## EXERCISE
Only lines that contain the string "ocean" should be returned from the material below.

## DATA EXTRACTS

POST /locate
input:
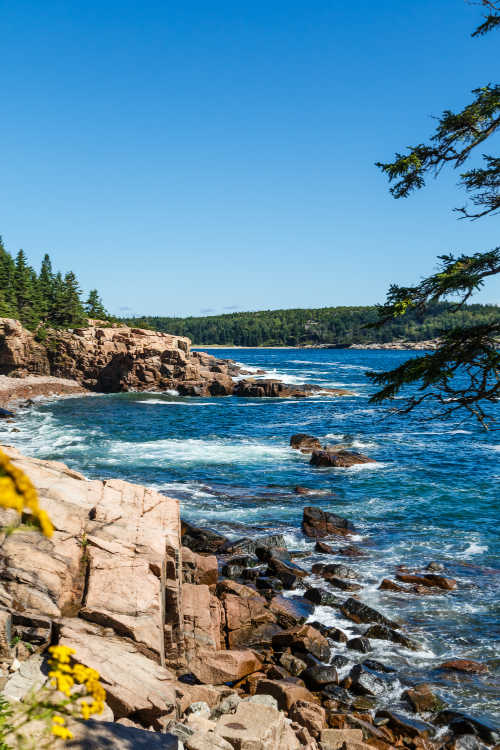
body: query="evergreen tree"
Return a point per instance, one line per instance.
(94, 306)
(46, 286)
(8, 305)
(25, 291)
(72, 311)
(47, 298)
(469, 351)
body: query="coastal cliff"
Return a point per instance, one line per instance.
(196, 658)
(113, 359)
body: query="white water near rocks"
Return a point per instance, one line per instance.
(433, 495)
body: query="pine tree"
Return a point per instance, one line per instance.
(73, 312)
(46, 286)
(24, 291)
(8, 306)
(469, 351)
(94, 306)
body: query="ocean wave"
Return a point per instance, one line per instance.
(474, 549)
(193, 450)
(162, 402)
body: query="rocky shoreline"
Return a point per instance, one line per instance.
(213, 642)
(117, 359)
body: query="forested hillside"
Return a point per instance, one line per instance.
(338, 326)
(42, 299)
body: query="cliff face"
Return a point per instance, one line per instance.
(115, 584)
(114, 359)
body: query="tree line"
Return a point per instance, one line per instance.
(44, 299)
(337, 326)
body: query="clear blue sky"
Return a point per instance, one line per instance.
(197, 157)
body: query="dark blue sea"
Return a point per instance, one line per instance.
(432, 496)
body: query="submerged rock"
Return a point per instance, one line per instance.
(336, 570)
(462, 724)
(304, 443)
(359, 612)
(382, 632)
(318, 676)
(291, 610)
(465, 665)
(338, 458)
(319, 523)
(201, 540)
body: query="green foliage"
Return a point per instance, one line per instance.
(464, 372)
(44, 300)
(94, 307)
(455, 137)
(335, 326)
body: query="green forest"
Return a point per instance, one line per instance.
(335, 326)
(44, 299)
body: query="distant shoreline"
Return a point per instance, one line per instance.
(390, 345)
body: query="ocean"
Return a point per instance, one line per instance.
(433, 494)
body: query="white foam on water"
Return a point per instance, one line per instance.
(363, 444)
(474, 549)
(177, 451)
(160, 402)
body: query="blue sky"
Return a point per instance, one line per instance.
(198, 157)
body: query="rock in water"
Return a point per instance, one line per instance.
(359, 612)
(114, 358)
(319, 523)
(339, 458)
(305, 443)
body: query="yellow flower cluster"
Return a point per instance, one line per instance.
(64, 675)
(59, 729)
(17, 492)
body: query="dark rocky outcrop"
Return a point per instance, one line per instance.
(304, 443)
(338, 458)
(359, 612)
(318, 523)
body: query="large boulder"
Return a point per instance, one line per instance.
(218, 667)
(303, 639)
(305, 443)
(318, 523)
(362, 613)
(149, 695)
(338, 458)
(257, 728)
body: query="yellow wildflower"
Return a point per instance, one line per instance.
(61, 653)
(17, 492)
(59, 729)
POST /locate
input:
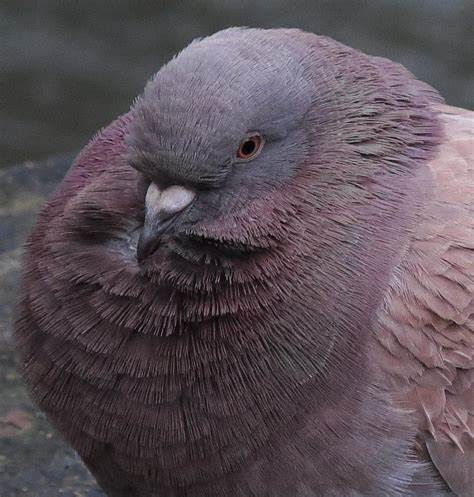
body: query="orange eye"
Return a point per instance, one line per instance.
(250, 147)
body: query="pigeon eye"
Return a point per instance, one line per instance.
(250, 147)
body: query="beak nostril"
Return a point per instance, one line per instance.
(162, 208)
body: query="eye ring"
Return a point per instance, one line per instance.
(250, 147)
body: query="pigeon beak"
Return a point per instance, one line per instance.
(162, 207)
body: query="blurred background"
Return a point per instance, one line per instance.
(69, 67)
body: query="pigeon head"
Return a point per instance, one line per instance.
(218, 127)
(201, 289)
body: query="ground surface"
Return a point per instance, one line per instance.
(34, 462)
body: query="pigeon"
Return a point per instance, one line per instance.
(259, 281)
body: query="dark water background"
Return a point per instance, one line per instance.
(69, 67)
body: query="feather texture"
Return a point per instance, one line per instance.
(275, 342)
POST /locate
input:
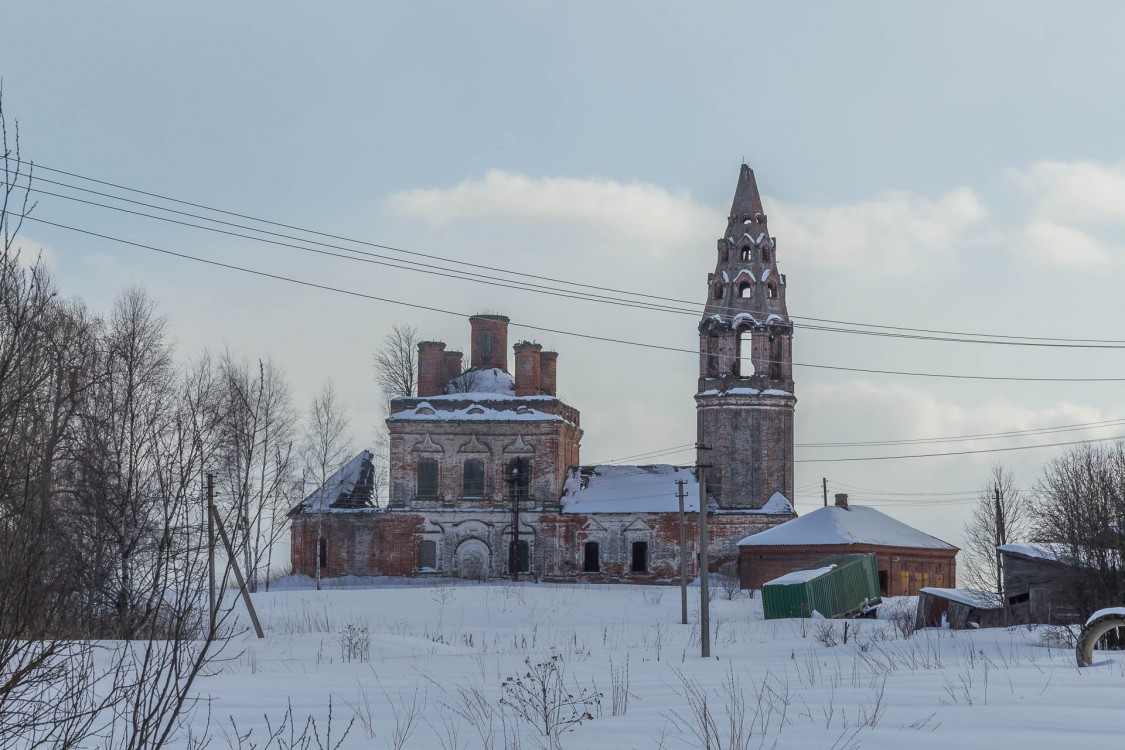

## OUTPUT OF THE EXERCISE
body: query="ocean wave"
body: query="ocean"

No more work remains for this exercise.